- [PROVIDED PASSAGE]
..........

I still eat, but it is more fuel than food, more need than pleasure. I am not wasting away, but it does take a concerted effort to finish my plate. With a wife who believes that the meal is a gift of love and kids who delight in preparing a savory dish, this is a problem.

I miss the satisfying sensations of good food. With taste dulled and appetite suppressed, any praise of the chef is faint and suspect. But the worst is what it does to me at table.

The dinner table has always been a required but sacred space. It is where we gather to be fed, but also to be formed, cherished and healed.

We laugh and sometimes cry, get upset but most often forgive. It is where we connect and belong, where we become companions, literally “together with bread.”

Taste buds contribute to the sacrament of the table. More than just gustatory enjoyment, they open us to deeper elements of life.

We recognize our dependence and our debt of gratitude. We find the joy of food enhanced by the presence of others sharing in the feast.

The table becomes a site of transformation and revelation, what the Celts used to call “thin places,” where the veil that separates the ordinary and the divine is exceedingly wispy and spare.

Our taste buds get us there — a journey almost impossible when we focus on taking in unpalatable food instead of reaching out with conversation and care. But that may change and I may emerge from this tasteless time with a new appreciation of the tradition of table from Abraham’s camp under the terebinth of Mamre, to that inn on the road to Emmaus.

Maybe I will remember that our mouths were designed for just such encounters.

..........

- [STORED ROWS]

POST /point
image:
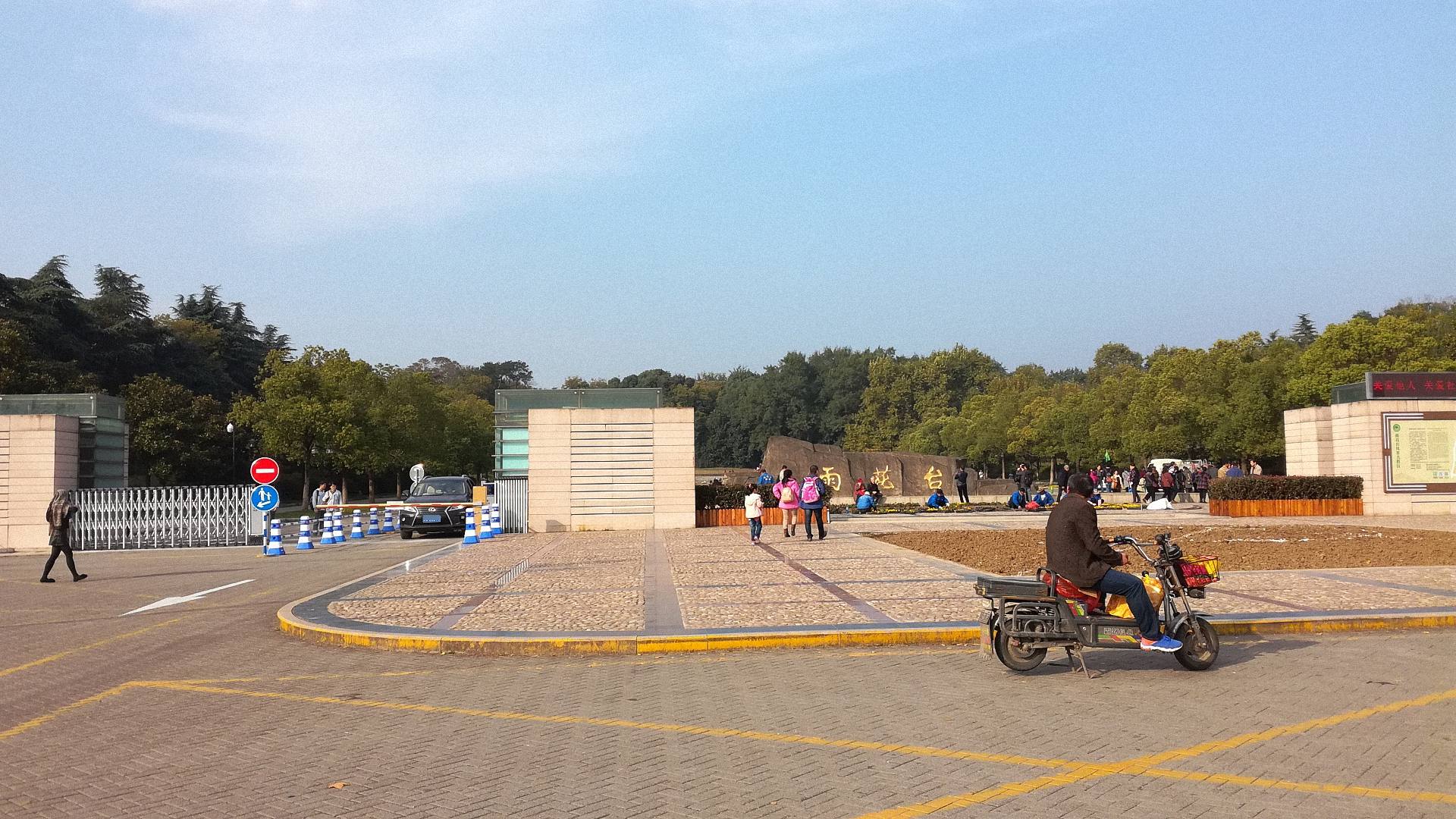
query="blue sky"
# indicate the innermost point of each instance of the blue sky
(599, 188)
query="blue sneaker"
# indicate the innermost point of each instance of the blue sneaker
(1161, 645)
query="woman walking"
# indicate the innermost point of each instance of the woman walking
(58, 515)
(788, 493)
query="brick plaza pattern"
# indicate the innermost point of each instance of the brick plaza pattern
(714, 580)
(207, 710)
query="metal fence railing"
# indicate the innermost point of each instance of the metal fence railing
(510, 494)
(152, 518)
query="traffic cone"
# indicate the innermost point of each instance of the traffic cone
(274, 538)
(469, 528)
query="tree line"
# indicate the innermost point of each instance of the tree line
(190, 371)
(1223, 403)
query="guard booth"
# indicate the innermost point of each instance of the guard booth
(592, 460)
(52, 444)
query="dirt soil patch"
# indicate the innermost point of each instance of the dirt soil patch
(1242, 547)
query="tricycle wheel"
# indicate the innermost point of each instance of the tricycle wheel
(1200, 645)
(1017, 657)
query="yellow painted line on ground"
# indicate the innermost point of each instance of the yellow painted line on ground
(96, 645)
(289, 678)
(50, 716)
(601, 722)
(1141, 765)
(1401, 795)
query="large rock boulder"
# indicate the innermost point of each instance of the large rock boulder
(902, 475)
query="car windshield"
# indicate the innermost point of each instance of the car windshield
(440, 487)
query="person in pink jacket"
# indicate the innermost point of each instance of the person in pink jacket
(788, 493)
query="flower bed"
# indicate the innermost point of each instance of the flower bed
(1286, 496)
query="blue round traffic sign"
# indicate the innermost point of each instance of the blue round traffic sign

..........

- [TASK PROMPT]
The essay on losing the sense of taste names what people gather at the dinner table to be. List each of those words.

- [COMPLETE OUTPUT]
fed, formed, cherished, healed